**Trecho para leitura:**
• • • •

Foto: Fernando Frazão/Agência Brasil
De Deus para o mundo
A grande mudança das igrejas evangélicas ocorreu a partir dos anos 1980, com um ajuste no discurso e sua entrada em diversos setores da sociedade. Até então, o evangélico era visto como alguém afastado das “coisas mundanas”, que evitava até passar na frente de um bar e acreditava que política não combinava com fé.
Isso muda com a formação da primeira bancada evangélica na Assembleia Nacional Constituinte. Rompe-se a ideia de que o mundo é do diabo e surge a estratégia de “estar no mundo para convertê-lo”. O televangelismo ganha destaque, e até blocos de Carnaval evangélicos aparecem.
Um fenômeno de luz na periferia
A força do movimento evangélico está na adaptabilidade, mas também na penetração. Prova disso é que, seja em grandes e luxosos templos nas vias principais da cidade ou em espaços com portas pequenas e cadeiras de plástico nas periferias, há em todo bairro uma igreja evangélica, que, para os mais vulneráveis socialmente, se torna um celeiro de lideranças e apoio.

• • • •

**Linhas de dados:**

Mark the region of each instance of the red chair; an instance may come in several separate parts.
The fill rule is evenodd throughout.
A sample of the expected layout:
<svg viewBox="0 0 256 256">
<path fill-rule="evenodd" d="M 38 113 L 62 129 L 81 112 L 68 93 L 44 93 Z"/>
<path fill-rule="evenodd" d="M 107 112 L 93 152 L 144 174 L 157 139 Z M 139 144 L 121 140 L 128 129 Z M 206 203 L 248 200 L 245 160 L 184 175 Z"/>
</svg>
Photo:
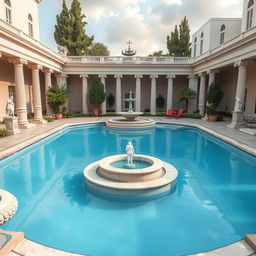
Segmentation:
<svg viewBox="0 0 256 256">
<path fill-rule="evenodd" d="M 168 109 L 165 113 L 165 116 L 169 116 L 169 117 L 172 117 L 174 114 L 174 111 L 172 108 Z"/>
<path fill-rule="evenodd" d="M 183 115 L 184 110 L 180 108 L 177 113 L 173 114 L 173 117 L 180 118 Z"/>
</svg>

• • • •

**Tarefas propostas:**
1) Liste as características que o trecho sobre as igrejas evangélicas atribui ao evangélico antes dos anos 1980.
2) Repita sem alterações a parte do trecho sobre as igrejas evangélicas que vai de "Foto: Fernando Frazão/Agência" até "combinava com fé.", com as duas pontas incluídas.
Os registros formam um material separado do trecho.

**Respostas abaixo:**
1)
- Era visto como alguém afastado das “coisas mundanas”.
- Evitava até passar na frente de um bar.
- Acreditava que política não combinava com fé.

2)
Foto: Fernando Frazão/Agência Brasil
De Deus para o mundo
A grande mudança das igrejas evangélicas ocorreu a partir dos anos 1980, com um ajuste no discurso e sua entrada em diversos setores da sociedade. Até então, o evangélico era visto como alguém afastado das “coisas mundanas”, que evitava até passar na frente de um bar e acreditava que política não combinava com fé.